Segment Start: Given entries
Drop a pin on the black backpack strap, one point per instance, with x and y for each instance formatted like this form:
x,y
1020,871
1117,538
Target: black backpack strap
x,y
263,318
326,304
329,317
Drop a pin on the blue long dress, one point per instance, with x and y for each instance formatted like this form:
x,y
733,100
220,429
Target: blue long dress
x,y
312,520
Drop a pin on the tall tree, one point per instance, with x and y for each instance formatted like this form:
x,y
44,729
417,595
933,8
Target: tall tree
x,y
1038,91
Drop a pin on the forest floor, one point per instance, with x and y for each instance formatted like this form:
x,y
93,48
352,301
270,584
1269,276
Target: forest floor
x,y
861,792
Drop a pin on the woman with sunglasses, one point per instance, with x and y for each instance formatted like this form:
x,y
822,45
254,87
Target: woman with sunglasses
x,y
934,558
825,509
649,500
Segment End: Given entries
Segment Start: Given entries
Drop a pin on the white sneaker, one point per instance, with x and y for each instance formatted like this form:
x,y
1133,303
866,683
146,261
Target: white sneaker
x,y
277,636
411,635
Segment End: Given entries
Segment Start: Given entries
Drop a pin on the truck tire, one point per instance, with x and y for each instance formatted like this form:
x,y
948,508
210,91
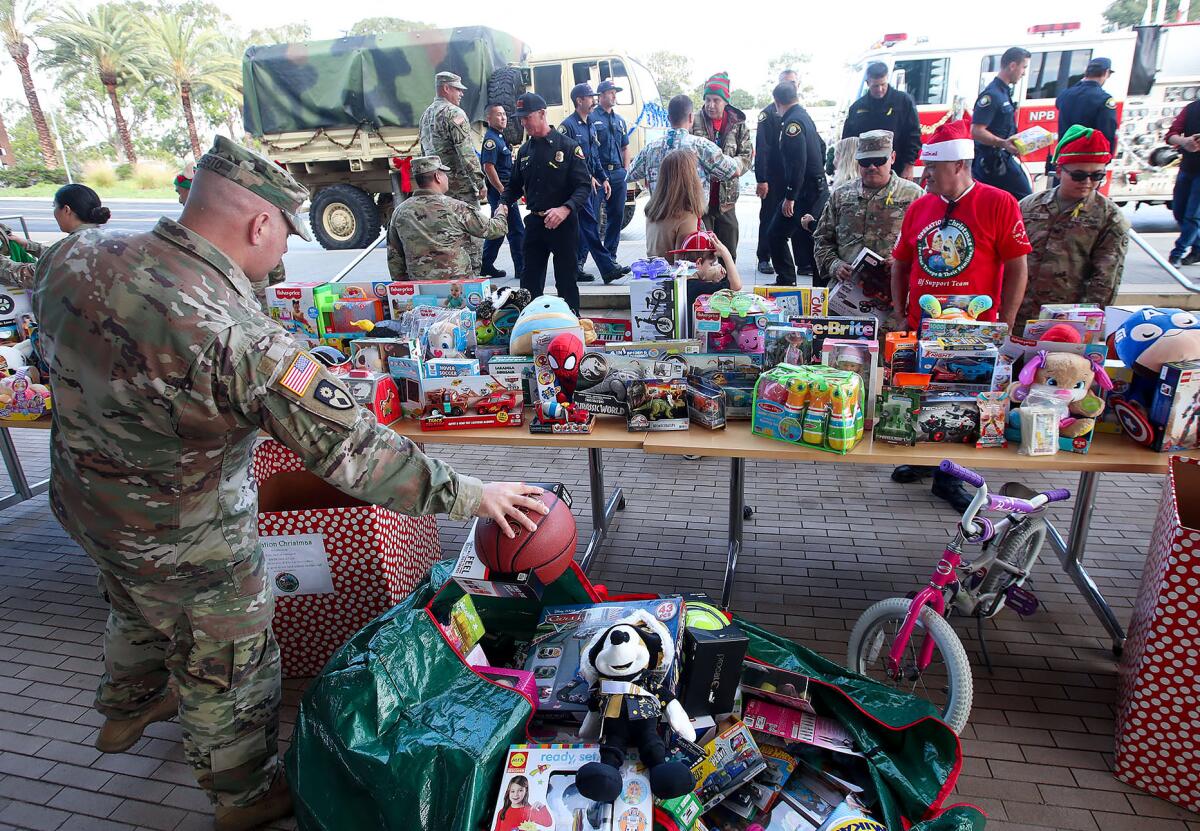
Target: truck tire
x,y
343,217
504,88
Segment End: Given entries
Task requirements: Of all the lines in the data above, show only those that hold the word "this".

Solved exercise:
Drop a pin on the black backpack strap, one point per instance, with x and y for each instance formatted like this form:
Drop a pin on the blue long dress, one point per instance, with x and y for each instance formatted like this form:
Drop a pin on the tall tree, one point per instance, with x and y for each instance formatted like this form:
Drop a pin on the forest floor, one point per instance, with x and y for each instance formatted like this form:
Drop a pin on the woman with sunglasses, one point per instance, with x and y for each instance formatted like this form:
Drop a pin on the white sneaker, one point per instance, with x and y for each instance formatted like this form:
Drop a pin on the truck tire, one point per instance, with x and y for each instance formatted like this form:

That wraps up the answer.